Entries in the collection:

----

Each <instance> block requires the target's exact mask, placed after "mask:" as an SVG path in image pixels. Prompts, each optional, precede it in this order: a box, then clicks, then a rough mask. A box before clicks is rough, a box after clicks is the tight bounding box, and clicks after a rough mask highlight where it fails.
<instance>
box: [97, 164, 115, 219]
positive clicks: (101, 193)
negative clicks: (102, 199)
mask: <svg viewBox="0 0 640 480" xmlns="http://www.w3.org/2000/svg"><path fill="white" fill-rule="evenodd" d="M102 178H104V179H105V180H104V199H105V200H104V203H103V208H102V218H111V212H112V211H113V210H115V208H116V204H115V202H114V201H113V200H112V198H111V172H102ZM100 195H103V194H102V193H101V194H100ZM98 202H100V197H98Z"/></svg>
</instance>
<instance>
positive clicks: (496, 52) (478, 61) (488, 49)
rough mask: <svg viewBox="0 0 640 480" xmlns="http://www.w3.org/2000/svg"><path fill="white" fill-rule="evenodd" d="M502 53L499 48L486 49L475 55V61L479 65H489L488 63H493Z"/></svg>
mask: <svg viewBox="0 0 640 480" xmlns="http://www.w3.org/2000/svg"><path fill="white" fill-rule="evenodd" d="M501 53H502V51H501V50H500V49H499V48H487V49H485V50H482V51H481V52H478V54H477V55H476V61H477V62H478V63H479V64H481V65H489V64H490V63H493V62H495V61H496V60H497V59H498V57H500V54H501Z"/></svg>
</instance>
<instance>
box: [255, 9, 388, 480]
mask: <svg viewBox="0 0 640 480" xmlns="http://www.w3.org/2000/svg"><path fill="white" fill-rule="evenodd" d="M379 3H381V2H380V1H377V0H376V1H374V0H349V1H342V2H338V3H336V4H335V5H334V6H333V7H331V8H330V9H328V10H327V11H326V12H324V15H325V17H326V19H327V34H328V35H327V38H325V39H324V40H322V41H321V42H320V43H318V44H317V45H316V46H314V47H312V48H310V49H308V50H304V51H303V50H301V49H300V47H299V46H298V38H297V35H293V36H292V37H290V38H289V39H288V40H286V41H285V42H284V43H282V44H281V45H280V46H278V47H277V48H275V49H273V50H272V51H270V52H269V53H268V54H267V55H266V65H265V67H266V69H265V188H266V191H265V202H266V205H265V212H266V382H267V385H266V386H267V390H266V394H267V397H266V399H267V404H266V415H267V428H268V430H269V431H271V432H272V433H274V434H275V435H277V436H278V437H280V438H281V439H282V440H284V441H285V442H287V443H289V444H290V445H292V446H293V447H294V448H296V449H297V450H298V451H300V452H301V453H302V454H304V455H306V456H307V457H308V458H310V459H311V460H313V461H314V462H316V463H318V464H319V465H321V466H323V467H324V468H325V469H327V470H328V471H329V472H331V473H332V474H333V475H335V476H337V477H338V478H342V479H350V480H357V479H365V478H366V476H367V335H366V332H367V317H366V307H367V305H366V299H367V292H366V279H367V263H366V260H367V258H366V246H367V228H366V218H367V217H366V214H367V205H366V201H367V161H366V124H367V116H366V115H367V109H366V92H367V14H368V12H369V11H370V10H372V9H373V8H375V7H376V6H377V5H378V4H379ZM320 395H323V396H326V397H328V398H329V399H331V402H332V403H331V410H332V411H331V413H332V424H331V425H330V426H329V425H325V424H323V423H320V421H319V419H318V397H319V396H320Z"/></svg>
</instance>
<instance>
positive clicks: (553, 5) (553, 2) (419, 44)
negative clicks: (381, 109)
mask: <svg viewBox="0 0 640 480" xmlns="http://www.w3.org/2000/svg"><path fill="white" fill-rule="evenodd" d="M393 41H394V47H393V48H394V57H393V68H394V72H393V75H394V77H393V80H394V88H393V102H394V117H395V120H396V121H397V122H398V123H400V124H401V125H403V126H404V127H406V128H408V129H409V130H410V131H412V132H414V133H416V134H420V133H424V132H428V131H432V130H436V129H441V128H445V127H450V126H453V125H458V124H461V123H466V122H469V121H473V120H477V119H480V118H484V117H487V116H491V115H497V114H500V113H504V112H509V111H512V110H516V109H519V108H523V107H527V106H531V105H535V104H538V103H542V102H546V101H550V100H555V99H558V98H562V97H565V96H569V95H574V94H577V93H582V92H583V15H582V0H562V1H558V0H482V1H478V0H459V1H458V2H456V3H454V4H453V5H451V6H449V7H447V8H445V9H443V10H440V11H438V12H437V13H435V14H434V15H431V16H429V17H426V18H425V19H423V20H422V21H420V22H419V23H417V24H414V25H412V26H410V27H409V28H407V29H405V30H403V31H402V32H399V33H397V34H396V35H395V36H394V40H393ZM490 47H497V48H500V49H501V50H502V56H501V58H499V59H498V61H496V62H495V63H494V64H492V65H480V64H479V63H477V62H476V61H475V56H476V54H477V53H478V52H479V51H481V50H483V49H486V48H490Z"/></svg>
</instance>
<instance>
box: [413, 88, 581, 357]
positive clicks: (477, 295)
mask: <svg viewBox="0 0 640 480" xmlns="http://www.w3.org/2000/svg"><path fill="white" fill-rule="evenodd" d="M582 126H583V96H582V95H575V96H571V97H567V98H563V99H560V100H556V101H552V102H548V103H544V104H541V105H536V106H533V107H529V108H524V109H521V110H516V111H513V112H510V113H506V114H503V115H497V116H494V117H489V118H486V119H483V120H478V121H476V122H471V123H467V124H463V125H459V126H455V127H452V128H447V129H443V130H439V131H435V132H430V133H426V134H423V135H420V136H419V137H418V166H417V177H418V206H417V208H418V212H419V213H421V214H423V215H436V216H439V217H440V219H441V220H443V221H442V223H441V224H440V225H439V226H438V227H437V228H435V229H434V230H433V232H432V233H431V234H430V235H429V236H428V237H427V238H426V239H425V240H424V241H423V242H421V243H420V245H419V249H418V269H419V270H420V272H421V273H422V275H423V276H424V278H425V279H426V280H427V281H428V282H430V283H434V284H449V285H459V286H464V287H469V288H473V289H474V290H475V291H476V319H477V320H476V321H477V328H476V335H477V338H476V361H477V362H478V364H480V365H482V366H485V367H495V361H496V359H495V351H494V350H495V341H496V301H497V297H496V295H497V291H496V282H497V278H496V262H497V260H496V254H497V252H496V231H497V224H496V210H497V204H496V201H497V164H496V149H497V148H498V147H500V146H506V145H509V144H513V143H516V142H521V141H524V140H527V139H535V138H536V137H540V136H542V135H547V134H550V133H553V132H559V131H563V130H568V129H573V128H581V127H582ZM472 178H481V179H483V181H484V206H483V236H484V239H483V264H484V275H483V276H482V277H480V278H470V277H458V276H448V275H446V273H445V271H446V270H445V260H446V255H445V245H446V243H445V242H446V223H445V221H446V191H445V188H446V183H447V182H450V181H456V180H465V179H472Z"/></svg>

----

Return every line of the listing above verbatim, changing nothing.

■ Answer to the problem:
Each <instance> block requires the target's exact mask, placed after "mask:" as an SVG path in image pixels. Prompts, each optional, precede it in this order: a box, then clicks, then a rough mask. A box before clicks is rough, a box after clicks is the tight bounding box, and clicks after a rough mask highlight where it fails.
<instance>
box: [97, 164, 115, 219]
positive clicks: (101, 193)
negative clicks: (102, 199)
mask: <svg viewBox="0 0 640 480" xmlns="http://www.w3.org/2000/svg"><path fill="white" fill-rule="evenodd" d="M102 178H104V179H105V180H104V199H105V200H104V203H103V208H102V218H111V212H112V211H113V210H115V208H116V204H115V202H114V201H113V200H112V198H111V172H102ZM100 195H103V194H102V193H101V194H100ZM98 202H100V197H98Z"/></svg>
</instance>
<instance>
positive clicks: (496, 52) (478, 61) (488, 49)
rough mask: <svg viewBox="0 0 640 480" xmlns="http://www.w3.org/2000/svg"><path fill="white" fill-rule="evenodd" d="M502 53L499 48L486 49L475 55V61L479 65H489L488 63H493Z"/></svg>
mask: <svg viewBox="0 0 640 480" xmlns="http://www.w3.org/2000/svg"><path fill="white" fill-rule="evenodd" d="M501 53H502V51H501V50H500V49H499V48H487V49H485V50H482V51H481V52H478V54H477V55H476V61H477V62H478V63H479V64H481V65H489V64H490V63H493V62H495V61H496V60H497V59H498V57H500V54H501Z"/></svg>
</instance>
<instance>
box: [255, 9, 388, 480]
mask: <svg viewBox="0 0 640 480" xmlns="http://www.w3.org/2000/svg"><path fill="white" fill-rule="evenodd" d="M379 3H381V2H380V1H377V0H376V1H374V0H349V1H342V2H338V3H336V4H335V5H334V6H333V7H331V8H330V9H328V10H327V11H326V12H324V15H325V17H326V19H327V34H328V35H327V38H325V39H324V40H322V41H321V42H320V43H318V44H317V45H316V46H314V47H312V48H310V49H308V50H304V51H303V50H301V49H300V47H299V46H298V38H297V35H293V36H292V37H290V38H289V39H288V40H286V41H285V42H284V43H282V44H281V45H280V46H278V47H277V48H275V49H273V50H272V51H270V52H269V53H268V54H267V55H266V65H265V67H266V69H265V188H266V191H265V202H266V205H265V212H266V382H267V385H266V386H267V390H266V394H267V397H266V399H267V404H266V415H267V428H268V430H269V431H271V432H272V433H274V434H275V435H277V436H278V437H280V438H281V439H282V440H284V441H285V442H287V443H289V444H290V445H292V446H293V447H294V448H296V449H297V450H298V451H300V452H301V453H302V454H304V455H306V456H307V457H308V458H310V459H311V460H313V461H314V462H316V463H318V464H319V465H321V466H323V467H324V468H325V469H327V470H328V471H329V472H331V473H332V474H333V475H335V476H337V477H338V478H342V479H350V480H357V479H365V478H366V476H367V335H366V332H367V317H366V307H367V305H366V299H367V292H366V279H367V263H366V260H367V258H366V246H367V228H366V218H367V217H366V214H367V205H366V201H367V161H366V124H367V116H366V115H367V109H366V92H367V14H368V12H369V11H370V10H372V9H373V8H375V7H376V6H377V5H378V4H379ZM320 395H323V396H326V397H328V398H329V399H331V402H332V403H331V410H332V411H331V413H332V424H331V425H330V426H329V425H325V424H323V423H320V421H319V419H318V397H319V396H320Z"/></svg>
</instance>
<instance>
positive clicks: (553, 5) (553, 2) (419, 44)
negative clicks: (381, 109)
mask: <svg viewBox="0 0 640 480" xmlns="http://www.w3.org/2000/svg"><path fill="white" fill-rule="evenodd" d="M393 41H394V47H393V48H394V57H393V68H394V72H393V75H394V77H393V80H394V88H393V102H394V117H395V120H396V121H397V122H398V123H400V124H401V125H403V126H404V127H406V128H408V129H409V130H410V131H412V132H414V133H416V134H420V133H424V132H428V131H432V130H436V129H441V128H445V127H450V126H453V125H458V124H461V123H466V122H469V121H473V120H477V119H480V118H484V117H487V116H491V115H497V114H500V113H504V112H509V111H512V110H516V109H519V108H523V107H527V106H531V105H535V104H538V103H542V102H546V101H550V100H555V99H558V98H562V97H565V96H569V95H574V94H577V93H582V92H583V15H582V0H562V1H558V0H482V1H478V0H459V1H458V2H456V3H454V4H453V5H451V6H449V7H447V8H445V9H443V10H440V11H438V12H437V13H435V14H434V15H431V16H429V17H426V18H425V19H423V20H422V21H420V22H419V23H417V24H414V25H412V26H410V27H409V28H407V29H405V30H403V31H402V32H399V33H397V34H396V35H395V36H394V40H393ZM490 47H497V48H500V49H501V50H502V56H501V58H499V59H498V61H496V62H495V63H494V64H492V65H480V64H479V63H477V62H476V61H475V56H476V54H477V53H478V52H479V51H481V50H483V49H486V48H490Z"/></svg>
</instance>
<instance>
box: [413, 88, 581, 357]
positive clicks: (477, 295)
mask: <svg viewBox="0 0 640 480" xmlns="http://www.w3.org/2000/svg"><path fill="white" fill-rule="evenodd" d="M582 126H583V96H582V95H575V96H571V97H567V98H563V99H560V100H556V101H552V102H548V103H544V104H541V105H536V106H533V107H529V108H524V109H521V110H516V111H513V112H510V113H506V114H503V115H497V116H494V117H489V118H486V119H483V120H478V121H476V122H471V123H467V124H463V125H459V126H455V127H452V128H447V129H443V130H439V131H435V132H430V133H426V134H423V135H420V136H419V137H418V166H417V177H418V206H417V208H418V212H419V213H421V214H423V215H436V216H439V217H440V219H441V220H443V221H442V223H441V224H440V225H439V226H438V227H437V228H435V229H434V230H433V232H432V233H431V234H430V235H429V236H428V237H427V238H426V239H425V240H424V241H423V242H421V243H420V245H419V249H418V269H419V270H420V272H421V273H422V275H423V276H424V278H425V279H426V280H427V281H428V282H430V283H434V284H449V285H459V286H464V287H469V288H473V289H474V290H475V291H476V319H477V320H476V321H477V328H476V335H477V338H476V361H477V362H478V364H480V365H482V366H485V367H495V361H496V359H495V351H494V350H495V341H496V301H497V297H496V295H497V291H496V282H497V278H496V262H497V260H496V254H497V252H496V231H497V224H496V210H497V204H496V201H497V164H496V149H497V148H498V147H500V146H506V145H509V144H513V143H516V142H521V141H524V140H527V139H535V138H536V137H540V136H542V135H547V134H550V133H553V132H559V131H563V130H568V129H573V128H581V127H582ZM472 178H481V179H483V181H484V206H483V236H484V239H483V264H484V275H483V276H482V277H480V278H470V277H458V276H448V275H446V273H445V271H446V270H445V260H446V255H445V245H446V243H445V242H446V223H445V221H446V191H445V188H446V183H447V182H450V181H456V180H465V179H472Z"/></svg>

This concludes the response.